This Van Gogh painting that I present, however, is more nostalgic. Life in the country in the traditional way.
Van Gogh, farm in Nuenen (the Netherlands). Painted in 1885, five years before he died. 85 x 60 cm. Städel Museum.
It is clear that depending on the mood, the houses come out with one or another expression, since they are a “character” very defined by the pictorial style used.
Egon Schiele painted these tight and stylish houses. Entitled “Krumau – Crescent of Houses (The Small City V)”. It is an oil on canvas and he painted it in 1915. It measures 109.7 x 140 cm. The Israel Museum, Jerusalem.
Oil on canvas. The houses by Kandinsky are created with very powerful colors, the games of shapes and structures created with pure color. They were common experiments of this painter.
Klee, The Revolving House. 1921. Oil and pencil on cotton cheesecloth attached to paper. 37.7 x 52.2 cm. Thyssen-Bornemisza Museum, Madrid. Klee demonstrates his level of creativity and play with drawing elements in this funny house with lines in many directions.
Image source: Museothyssen
Marc Chagall, The Gray House, 1917. Oil on canvas, 68 x 74 cm. Thyssen-Bornemisza Museum, Madrid. Chagall had a very symbolic use of color and knew very well how to create color contrasts that made the work more interesting and even easy to understand.
Image source: Museothyssen
Houses painted by other contemporary artists
There is so much creativity in this topic that I wanted to add a lot of images to show the great diversity. Still, the theme is endless, from the houses painted by classical painters to those created with new technologies for animated films.

Extracted material:
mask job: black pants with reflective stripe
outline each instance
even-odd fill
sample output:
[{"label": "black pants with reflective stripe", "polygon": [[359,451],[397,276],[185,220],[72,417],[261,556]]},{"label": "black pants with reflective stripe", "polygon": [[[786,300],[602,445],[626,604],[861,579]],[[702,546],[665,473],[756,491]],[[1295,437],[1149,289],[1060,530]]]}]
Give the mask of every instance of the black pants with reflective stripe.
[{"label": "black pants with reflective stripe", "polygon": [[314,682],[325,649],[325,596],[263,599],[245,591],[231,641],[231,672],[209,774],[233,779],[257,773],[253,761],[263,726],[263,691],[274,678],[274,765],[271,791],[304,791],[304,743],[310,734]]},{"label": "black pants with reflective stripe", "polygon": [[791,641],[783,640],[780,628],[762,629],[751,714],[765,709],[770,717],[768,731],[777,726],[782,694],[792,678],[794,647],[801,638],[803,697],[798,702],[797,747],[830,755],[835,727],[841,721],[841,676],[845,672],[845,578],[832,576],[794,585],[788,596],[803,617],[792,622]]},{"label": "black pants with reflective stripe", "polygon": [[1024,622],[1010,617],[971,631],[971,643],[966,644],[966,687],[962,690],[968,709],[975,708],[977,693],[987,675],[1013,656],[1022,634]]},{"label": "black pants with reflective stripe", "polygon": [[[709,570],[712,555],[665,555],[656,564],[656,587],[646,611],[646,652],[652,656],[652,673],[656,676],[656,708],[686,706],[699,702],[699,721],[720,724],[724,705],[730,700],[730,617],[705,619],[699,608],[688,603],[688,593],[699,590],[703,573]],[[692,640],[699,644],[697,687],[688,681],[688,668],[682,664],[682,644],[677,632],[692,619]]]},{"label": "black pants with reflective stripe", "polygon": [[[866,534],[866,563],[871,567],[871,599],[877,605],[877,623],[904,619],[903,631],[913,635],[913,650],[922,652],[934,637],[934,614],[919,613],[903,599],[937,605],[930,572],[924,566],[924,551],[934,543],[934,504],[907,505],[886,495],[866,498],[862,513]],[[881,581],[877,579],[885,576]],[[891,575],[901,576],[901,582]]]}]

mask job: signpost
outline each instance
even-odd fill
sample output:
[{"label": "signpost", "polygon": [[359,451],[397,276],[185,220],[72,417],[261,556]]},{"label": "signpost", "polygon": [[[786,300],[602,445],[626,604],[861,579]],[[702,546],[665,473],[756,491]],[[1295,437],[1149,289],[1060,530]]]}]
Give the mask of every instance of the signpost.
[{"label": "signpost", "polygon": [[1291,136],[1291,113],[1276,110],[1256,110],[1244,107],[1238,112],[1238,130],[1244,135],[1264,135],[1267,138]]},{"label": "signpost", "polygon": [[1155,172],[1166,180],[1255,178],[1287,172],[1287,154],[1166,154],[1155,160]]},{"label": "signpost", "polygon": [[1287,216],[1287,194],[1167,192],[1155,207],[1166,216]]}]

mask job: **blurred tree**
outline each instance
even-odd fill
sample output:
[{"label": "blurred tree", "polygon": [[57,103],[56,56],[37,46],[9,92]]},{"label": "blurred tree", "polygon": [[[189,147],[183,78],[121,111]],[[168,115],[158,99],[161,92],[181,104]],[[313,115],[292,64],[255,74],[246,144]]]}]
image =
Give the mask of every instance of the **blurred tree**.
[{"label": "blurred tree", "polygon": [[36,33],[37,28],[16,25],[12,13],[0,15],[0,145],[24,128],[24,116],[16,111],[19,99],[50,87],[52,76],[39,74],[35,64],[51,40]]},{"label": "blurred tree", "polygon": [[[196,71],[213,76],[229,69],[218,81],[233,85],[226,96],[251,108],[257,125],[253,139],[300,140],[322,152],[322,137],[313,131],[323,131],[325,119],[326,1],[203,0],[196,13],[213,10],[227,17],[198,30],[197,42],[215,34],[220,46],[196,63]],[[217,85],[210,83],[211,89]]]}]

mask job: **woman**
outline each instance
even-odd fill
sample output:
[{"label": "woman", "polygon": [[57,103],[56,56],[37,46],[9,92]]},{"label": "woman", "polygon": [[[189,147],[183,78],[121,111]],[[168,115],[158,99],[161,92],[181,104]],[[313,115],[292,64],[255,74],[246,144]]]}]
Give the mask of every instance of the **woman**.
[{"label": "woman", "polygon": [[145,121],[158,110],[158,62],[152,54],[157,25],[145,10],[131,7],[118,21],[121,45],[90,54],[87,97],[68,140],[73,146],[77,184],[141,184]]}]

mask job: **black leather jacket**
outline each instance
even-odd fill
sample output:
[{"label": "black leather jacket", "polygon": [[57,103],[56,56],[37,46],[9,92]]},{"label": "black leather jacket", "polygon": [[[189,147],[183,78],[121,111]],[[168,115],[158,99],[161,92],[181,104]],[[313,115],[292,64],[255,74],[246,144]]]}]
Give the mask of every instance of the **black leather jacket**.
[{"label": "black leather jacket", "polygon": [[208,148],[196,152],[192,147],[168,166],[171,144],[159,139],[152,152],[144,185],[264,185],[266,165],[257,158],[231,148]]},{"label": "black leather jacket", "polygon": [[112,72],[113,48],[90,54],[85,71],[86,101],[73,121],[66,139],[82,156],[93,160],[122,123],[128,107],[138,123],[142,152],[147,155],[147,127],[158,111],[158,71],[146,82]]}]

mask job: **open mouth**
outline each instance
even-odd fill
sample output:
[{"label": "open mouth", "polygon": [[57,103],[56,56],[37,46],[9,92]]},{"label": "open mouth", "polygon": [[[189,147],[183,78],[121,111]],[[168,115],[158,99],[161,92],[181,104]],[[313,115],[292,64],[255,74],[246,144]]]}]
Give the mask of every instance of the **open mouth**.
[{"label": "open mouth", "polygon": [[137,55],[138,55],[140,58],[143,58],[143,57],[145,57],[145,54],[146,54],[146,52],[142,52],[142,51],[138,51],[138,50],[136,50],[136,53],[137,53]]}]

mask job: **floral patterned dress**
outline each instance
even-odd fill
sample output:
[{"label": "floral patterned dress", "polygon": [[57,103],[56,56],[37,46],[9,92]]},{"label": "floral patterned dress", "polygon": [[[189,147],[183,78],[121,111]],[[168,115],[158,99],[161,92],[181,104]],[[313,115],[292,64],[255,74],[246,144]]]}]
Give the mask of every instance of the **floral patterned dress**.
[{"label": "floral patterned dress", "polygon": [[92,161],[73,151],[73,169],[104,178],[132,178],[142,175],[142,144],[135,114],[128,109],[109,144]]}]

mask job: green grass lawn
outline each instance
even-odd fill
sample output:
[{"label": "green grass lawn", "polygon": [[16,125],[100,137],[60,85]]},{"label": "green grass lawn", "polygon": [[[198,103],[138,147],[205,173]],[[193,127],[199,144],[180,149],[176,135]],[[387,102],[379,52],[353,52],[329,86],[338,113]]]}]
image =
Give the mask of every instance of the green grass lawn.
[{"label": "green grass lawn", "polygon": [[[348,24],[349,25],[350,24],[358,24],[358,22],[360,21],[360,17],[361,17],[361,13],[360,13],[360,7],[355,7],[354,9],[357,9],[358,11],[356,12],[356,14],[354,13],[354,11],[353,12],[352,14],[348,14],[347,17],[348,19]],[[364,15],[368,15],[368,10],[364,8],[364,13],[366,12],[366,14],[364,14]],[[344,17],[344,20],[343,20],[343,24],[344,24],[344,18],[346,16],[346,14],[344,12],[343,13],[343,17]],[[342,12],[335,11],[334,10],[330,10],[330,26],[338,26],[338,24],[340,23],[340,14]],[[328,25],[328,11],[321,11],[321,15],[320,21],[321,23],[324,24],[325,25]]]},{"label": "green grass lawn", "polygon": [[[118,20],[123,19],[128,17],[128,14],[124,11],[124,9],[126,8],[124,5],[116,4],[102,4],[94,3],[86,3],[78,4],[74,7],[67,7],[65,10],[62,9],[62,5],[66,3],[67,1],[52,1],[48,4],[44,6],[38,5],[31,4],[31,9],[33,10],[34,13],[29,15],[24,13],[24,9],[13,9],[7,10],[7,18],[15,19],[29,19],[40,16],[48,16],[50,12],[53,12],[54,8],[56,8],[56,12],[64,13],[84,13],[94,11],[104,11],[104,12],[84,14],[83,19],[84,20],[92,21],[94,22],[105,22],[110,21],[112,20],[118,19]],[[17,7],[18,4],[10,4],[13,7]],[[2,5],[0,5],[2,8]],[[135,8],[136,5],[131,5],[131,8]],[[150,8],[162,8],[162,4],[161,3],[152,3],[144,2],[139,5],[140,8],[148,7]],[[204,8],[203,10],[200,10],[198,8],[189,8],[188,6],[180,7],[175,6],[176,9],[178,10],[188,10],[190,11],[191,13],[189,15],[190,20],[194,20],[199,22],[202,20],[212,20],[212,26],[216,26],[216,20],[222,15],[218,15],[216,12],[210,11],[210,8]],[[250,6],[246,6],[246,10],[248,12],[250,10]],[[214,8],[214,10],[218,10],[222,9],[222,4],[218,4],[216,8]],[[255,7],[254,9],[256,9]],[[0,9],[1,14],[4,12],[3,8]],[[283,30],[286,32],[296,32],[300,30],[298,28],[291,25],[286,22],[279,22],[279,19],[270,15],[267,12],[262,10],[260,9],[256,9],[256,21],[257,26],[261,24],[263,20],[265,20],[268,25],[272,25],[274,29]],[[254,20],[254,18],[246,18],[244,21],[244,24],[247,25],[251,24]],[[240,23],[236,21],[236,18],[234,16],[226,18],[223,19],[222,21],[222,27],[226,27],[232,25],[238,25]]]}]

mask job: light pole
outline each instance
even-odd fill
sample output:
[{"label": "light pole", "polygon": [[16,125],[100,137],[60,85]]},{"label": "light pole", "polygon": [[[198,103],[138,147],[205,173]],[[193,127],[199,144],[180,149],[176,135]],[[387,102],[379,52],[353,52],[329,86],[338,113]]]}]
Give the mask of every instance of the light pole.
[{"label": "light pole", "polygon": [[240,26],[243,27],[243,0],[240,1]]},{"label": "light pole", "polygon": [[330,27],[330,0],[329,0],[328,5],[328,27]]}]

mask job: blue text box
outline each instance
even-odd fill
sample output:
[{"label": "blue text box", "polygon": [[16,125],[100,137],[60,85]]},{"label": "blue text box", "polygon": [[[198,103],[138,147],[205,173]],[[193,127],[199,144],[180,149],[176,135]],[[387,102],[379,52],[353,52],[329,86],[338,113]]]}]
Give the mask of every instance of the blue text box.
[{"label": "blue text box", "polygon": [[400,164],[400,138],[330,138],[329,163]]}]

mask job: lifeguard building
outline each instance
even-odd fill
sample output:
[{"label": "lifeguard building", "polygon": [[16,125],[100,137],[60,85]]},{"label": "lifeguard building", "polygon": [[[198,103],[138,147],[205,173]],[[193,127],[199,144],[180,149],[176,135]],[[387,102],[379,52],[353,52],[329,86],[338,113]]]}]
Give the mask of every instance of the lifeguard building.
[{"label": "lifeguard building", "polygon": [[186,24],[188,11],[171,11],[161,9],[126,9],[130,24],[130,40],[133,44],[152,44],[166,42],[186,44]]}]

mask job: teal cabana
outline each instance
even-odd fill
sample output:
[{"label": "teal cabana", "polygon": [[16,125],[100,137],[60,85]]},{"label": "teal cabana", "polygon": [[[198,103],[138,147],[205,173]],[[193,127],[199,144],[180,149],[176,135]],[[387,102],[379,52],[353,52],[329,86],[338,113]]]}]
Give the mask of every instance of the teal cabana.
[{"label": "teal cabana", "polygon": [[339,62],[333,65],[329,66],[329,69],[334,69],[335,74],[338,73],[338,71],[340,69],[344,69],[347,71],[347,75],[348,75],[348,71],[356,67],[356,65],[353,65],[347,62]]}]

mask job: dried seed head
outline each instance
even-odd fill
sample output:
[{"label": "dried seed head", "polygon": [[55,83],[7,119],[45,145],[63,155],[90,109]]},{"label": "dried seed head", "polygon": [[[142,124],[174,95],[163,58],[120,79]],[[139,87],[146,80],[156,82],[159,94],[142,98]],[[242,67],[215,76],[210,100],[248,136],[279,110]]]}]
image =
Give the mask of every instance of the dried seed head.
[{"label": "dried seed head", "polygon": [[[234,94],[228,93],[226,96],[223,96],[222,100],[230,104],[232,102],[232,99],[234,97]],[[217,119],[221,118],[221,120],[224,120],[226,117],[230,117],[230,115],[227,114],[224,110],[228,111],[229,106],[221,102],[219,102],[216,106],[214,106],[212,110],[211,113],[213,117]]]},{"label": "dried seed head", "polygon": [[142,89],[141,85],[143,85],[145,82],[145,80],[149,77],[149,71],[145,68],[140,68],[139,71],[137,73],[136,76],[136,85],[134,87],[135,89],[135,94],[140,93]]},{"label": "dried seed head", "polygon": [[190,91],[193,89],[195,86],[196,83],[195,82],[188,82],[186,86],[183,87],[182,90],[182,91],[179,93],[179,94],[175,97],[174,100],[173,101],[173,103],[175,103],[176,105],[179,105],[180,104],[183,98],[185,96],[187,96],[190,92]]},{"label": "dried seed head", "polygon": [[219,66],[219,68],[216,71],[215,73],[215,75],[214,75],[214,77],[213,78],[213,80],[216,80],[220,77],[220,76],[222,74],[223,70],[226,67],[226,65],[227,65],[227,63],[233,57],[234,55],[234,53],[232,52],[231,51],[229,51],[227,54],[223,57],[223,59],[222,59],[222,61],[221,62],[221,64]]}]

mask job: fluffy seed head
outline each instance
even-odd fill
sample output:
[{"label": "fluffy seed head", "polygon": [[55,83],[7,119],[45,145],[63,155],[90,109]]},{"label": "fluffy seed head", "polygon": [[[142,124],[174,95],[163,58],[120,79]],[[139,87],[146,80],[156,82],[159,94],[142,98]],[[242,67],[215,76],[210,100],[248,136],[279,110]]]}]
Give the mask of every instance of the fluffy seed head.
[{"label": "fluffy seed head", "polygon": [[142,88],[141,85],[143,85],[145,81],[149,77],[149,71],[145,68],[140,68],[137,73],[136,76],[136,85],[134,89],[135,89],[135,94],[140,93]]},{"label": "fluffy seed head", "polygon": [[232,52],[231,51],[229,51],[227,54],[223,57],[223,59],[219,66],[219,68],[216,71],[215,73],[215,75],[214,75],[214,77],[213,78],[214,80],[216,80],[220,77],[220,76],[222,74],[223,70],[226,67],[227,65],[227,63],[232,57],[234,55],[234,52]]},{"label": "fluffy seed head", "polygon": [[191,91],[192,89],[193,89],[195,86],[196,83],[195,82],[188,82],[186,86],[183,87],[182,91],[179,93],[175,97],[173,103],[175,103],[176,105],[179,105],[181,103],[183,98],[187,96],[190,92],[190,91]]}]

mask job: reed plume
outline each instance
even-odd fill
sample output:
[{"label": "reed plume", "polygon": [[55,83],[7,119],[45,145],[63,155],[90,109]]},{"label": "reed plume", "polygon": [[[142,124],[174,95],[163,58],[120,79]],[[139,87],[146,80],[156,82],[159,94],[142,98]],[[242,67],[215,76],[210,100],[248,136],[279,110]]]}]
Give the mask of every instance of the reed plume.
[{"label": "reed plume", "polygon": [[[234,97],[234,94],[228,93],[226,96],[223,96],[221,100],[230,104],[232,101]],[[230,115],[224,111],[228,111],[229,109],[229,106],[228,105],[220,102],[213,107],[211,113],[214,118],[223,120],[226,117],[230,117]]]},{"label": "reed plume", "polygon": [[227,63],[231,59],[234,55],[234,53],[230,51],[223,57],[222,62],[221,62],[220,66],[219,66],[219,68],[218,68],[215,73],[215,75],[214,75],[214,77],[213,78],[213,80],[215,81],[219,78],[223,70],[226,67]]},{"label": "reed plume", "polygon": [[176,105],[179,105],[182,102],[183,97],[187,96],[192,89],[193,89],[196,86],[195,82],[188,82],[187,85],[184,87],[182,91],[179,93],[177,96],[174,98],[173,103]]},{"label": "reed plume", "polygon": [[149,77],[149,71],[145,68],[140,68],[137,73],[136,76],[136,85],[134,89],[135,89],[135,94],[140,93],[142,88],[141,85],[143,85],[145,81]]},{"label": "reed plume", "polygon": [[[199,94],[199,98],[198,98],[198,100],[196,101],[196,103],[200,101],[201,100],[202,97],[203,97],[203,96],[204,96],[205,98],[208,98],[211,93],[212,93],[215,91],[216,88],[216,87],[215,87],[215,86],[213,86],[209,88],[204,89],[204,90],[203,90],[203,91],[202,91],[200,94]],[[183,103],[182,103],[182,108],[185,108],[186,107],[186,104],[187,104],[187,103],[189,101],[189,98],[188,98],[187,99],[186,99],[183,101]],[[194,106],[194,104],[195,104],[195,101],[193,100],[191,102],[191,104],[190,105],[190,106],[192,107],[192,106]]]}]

Task brief: Continue the piece on painted houses by famous artists, starting right after its final sentence.

Result for this task:
A slightly surreal and very beautiful style, which has become very famous, that of Jacek Yerka. This tree house is the union of two ideas, houses and a tree / nature.
Celia Pérez Serrano, Hanging houses of Cuenca. 82 x 60 cm. You can see her work in Artelista.
Sandra Allo,The haunted house. Her website: Losmundosdesandraallo.blogspot.fr
Ken Meyer Jr. The haunted house. Image source FineartAmerica
And this one is from Pixhome.
The Secret House of the Gnomes, a digital painting image found at Forwallpaper
The Abandoned House, Manga Style, by Mikoele in Deviantart.
In this topic I wanted to treat the houses seen from the outside and being an individual house or just several houses on a street. The theme is expanded with at least two more themes: The interior of houses and the theme of cities, which are large groups of houses, streets and large buildings.